• [SUPPLIED MATERIAL]

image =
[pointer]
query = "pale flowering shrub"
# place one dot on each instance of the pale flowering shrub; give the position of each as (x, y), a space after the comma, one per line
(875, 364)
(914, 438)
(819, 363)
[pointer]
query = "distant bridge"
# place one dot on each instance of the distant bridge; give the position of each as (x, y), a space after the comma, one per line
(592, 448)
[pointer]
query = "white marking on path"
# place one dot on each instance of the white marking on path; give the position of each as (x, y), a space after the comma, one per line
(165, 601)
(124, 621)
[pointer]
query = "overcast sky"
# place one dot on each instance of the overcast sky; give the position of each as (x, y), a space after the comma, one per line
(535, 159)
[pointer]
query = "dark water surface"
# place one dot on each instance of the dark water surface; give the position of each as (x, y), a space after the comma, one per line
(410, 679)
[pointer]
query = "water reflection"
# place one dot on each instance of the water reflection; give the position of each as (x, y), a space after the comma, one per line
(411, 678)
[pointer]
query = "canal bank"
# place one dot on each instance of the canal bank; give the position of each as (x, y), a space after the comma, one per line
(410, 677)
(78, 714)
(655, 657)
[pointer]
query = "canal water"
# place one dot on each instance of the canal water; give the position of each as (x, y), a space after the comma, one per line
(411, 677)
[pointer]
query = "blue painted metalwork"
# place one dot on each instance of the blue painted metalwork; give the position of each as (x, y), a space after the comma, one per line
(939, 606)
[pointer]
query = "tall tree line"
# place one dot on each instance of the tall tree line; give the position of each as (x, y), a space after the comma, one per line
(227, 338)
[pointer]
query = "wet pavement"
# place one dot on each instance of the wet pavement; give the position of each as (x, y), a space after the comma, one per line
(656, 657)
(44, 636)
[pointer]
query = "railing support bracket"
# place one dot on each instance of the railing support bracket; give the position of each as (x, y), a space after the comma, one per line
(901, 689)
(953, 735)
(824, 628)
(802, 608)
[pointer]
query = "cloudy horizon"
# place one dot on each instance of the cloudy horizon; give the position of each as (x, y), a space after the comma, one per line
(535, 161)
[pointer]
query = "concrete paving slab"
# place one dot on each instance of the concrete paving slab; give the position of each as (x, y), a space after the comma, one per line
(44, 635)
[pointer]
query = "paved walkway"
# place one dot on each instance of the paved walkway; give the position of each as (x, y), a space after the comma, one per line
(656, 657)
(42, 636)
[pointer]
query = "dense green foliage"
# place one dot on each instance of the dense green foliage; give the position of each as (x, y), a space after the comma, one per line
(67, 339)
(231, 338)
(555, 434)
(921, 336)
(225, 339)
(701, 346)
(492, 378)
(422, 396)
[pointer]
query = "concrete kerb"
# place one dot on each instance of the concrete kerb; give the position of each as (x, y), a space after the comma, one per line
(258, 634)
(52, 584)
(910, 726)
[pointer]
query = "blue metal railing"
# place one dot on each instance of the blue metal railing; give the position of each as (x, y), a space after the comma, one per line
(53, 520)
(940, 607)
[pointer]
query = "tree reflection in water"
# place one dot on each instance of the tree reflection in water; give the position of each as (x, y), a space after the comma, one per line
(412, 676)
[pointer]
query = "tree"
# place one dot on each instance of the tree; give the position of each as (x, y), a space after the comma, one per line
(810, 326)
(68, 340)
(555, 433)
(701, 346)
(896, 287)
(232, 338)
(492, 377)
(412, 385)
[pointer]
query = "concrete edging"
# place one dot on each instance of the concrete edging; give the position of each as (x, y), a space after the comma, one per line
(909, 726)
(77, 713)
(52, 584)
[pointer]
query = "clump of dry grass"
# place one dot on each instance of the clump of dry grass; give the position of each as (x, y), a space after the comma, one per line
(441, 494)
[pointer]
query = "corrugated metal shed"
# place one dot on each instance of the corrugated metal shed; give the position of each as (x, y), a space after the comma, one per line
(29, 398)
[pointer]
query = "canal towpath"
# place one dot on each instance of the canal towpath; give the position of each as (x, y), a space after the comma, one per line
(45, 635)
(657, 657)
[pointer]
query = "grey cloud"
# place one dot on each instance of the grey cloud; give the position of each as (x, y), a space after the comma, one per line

• [DIRECTIONS FOR THIS TASK] Make an exact copy of the listing, including every line.

• [RESULT OF THE EXERCISE]
image =
[pointer]
query = "pale flowering shrub"
# place one dot on each instance of the pale flowering shrub; give the position of each as (x, y), a space after the comma, one per line
(875, 364)
(914, 438)
(819, 363)
[pointer]
query = "distant bridge"
# place one dot on each instance of the distant bridge; give the position of each as (x, y), a space after the comma, one per line
(592, 448)
[pointer]
query = "white marking on path"
# place one dot on each instance of the white marking on path; give the position of each as (x, y), a space after the comma, one per line
(165, 601)
(124, 621)
[pointer]
query = "overcast sky"
# place one dot on each instance of the overcast sky; give the position of each as (x, y), a space after the comma, one per line
(535, 159)
[pointer]
query = "dark water surface"
# place one dot on each instance of the dark water surface; give the position of each as (x, y), a space after the comma, one per line
(410, 679)
[pointer]
query = "water reflection"
# place one dot on each instance of the water reflection; give the position of each as (x, y), a space after the comma, one per line
(411, 678)
[pointer]
query = "canal bank"
# place one dot on each instance of the canal bank; give the position of each as (x, y), a space after the comma, one per line
(410, 677)
(78, 714)
(655, 657)
[pointer]
query = "canal water"
# place one dot on each instance of the canal water; give the position of each as (x, y), a space after the comma, one per line
(411, 677)
[pointer]
query = "blue painted metalwork"
# place one dot on each instance of the blue painted metalwork; give the position of each as (x, y), a space after the comma, one per line
(939, 606)
[pointer]
query = "tall tree line"
# place one dot on each instance of the tall tree line; give the position of each as (x, y), a space after the comma, one per line
(227, 338)
[pointer]
query = "wet pavement"
# place one dot on each instance of the wet pavement; give the position of each as (x, y), a space after the comma, one per line
(656, 657)
(44, 636)
[pointer]
query = "railing support bracket"
# place one dot on each instance of the railing support bracket; give the position of each as (x, y), a space after the comma, one per line
(901, 689)
(953, 735)
(824, 628)
(802, 608)
[pointer]
query = "cloudy horizon"
# place one dot on each instance of the cloudy horizon; give the position of each as (x, y), a space after the comma, one per line
(535, 161)
[pointer]
query = "concrete paving slab"
# place one dot on each instance of the concrete paving slab; give the position of each as (x, y), a space after the comma, one per line
(44, 635)
[pointer]
query = "paved walkway"
# place one dot on each instance of the paved walkway; give the position of each as (x, y), a space after the comma, one per line
(656, 657)
(42, 636)
[pointer]
query = "dense green foliage"
# place one dot on each instance of the dense green foliage; give the position of each as (x, y), a space after the comma, one per line
(67, 339)
(231, 338)
(555, 434)
(921, 336)
(225, 339)
(701, 346)
(492, 378)
(422, 396)
[pointer]
query = "concrete kerb"
# place one dot on each instance of the concrete kerb; give the position of each as (x, y), a space after the comma, one per line
(258, 634)
(52, 584)
(910, 726)
[pointer]
query = "blue metal railing"
# place one dot on each instance of the blue metal railing; give the position of each as (x, y), a space after the comma, one per line
(53, 520)
(940, 607)
[pointer]
query = "tree reflection in water"
# place one dot on each instance of the tree reflection in water; give the position of each as (x, y), a space after the comma, one per line
(412, 676)
[pointer]
query = "tree"
# place one dot on each instance of the tree; give the position of each as (x, y), a space after the comma, one per line
(810, 326)
(68, 340)
(555, 433)
(701, 346)
(896, 287)
(232, 338)
(492, 377)
(412, 385)
[pointer]
query = "concrete edging"
# place one dot on each instance of the concrete edging; give the position of each as (x, y), a space after the comma, one per line
(909, 726)
(77, 713)
(52, 584)
[pointer]
query = "clump of dry grass"
# place one dot on each instance of the clump of dry grass; give the position of each as (x, y), a space after the comma, one per line
(441, 494)
[pointer]
query = "corrugated metal shed"
# place one dot on each instance of the corrugated metal shed; give the position of each as (x, y), a space after the comma, one per line
(29, 398)
[pointer]
query = "canal towpath"
# place one dot on each instance of the canal towpath; give the position of each as (x, y), a space after the comma, one per line
(45, 635)
(657, 657)
[pointer]
query = "grey cloud"
# place one dot on each instance of the grey cloud; give the position of each as (x, y), a space after the comma, one per line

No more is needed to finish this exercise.